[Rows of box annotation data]
═══

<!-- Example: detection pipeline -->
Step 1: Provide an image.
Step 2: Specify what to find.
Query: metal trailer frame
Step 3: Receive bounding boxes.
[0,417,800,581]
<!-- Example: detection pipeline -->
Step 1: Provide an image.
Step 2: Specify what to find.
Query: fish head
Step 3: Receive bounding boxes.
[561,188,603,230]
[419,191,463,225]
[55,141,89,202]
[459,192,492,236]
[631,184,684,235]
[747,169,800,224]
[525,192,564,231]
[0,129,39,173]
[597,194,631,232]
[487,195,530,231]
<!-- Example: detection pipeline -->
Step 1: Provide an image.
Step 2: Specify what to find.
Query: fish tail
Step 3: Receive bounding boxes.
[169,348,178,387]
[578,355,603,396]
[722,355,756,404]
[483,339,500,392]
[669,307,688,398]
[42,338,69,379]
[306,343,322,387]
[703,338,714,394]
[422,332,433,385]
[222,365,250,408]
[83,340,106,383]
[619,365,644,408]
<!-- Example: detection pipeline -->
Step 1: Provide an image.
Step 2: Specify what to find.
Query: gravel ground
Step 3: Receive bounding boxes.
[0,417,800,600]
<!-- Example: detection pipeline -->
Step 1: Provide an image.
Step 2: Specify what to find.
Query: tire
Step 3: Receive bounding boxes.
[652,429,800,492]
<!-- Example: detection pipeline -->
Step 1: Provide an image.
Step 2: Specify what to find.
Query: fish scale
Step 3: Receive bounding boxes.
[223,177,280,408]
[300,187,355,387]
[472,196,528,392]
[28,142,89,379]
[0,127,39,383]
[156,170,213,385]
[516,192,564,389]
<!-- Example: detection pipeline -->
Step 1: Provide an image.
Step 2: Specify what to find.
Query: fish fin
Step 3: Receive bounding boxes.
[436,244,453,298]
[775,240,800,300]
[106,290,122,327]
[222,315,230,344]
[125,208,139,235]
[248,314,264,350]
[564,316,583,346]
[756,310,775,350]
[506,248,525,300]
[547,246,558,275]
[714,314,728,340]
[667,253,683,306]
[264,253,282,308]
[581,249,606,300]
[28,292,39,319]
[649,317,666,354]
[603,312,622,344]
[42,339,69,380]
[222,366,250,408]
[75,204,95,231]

═══

- Directions: Can you reproduce every line of the data above verbatim, leaving nothing out and changing nothing?

- Result of this task:
<!-- Example: detection pipeline -->
Step 1: Provide an image.
Step 2: Specify what to find.
Query: metal trailer frame
Step 3: Receive bounding boxes.
[0,417,800,581]
<!-- Example: detection pipeline -->
Step 1: Provide an image.
Step 2: Specify what to find.
Query: fish head
Step 3: Receive bounding boxes.
[561,188,603,230]
[419,191,463,225]
[55,141,89,202]
[459,192,492,236]
[631,184,684,235]
[747,169,800,224]
[525,192,564,231]
[0,129,39,173]
[597,194,631,232]
[487,195,530,231]
<!-- Example: detection pipeline -->
Step 1: Provide an image.
Step 2: Specify what to find.
Query: fish tail
Step 3: Receive bounding boxes.
[169,348,178,387]
[578,355,603,396]
[722,355,756,404]
[483,339,500,392]
[669,307,688,398]
[42,338,69,379]
[306,343,322,387]
[703,338,714,394]
[422,332,433,385]
[222,365,250,408]
[83,340,106,383]
[619,365,644,408]
<!-- Example: detection pipeline -->
Step 1: Provide an image.
Step 2: Specify what to find.
Query: gravel ground
Step 3: Receive bounding boxes.
[0,417,800,600]
<!-- Example: detection pipeline -->
Step 1: Provide an image.
Step 2: Specify what to find.
Query: tire
Step 3: Receive bounding boxes.
[652,429,800,492]
<!-- Example: detection pipeline -->
Step 1: Provide an image.
Step 2: Specify what to find.
Query: fish scale
Step 3: Receive bounding boxes.
[223,177,280,408]
[300,187,355,387]
[472,196,528,392]
[28,142,89,379]
[0,127,39,383]
[156,170,213,385]
[516,192,564,389]
<!-- Example: detection pipeline -->
Step 1: Provide an image.
Step 2: Specify what to find.
Query: fish fin
Step 3: Receive bounding boxes.
[436,244,453,298]
[775,240,800,300]
[106,290,122,327]
[222,315,230,344]
[125,208,139,235]
[248,314,264,350]
[564,316,583,346]
[756,310,775,350]
[506,248,525,300]
[547,246,558,275]
[714,314,728,340]
[667,253,683,306]
[264,253,282,308]
[581,249,606,300]
[28,292,39,319]
[649,317,666,354]
[603,312,622,344]
[42,339,69,380]
[222,366,250,408]
[75,204,95,231]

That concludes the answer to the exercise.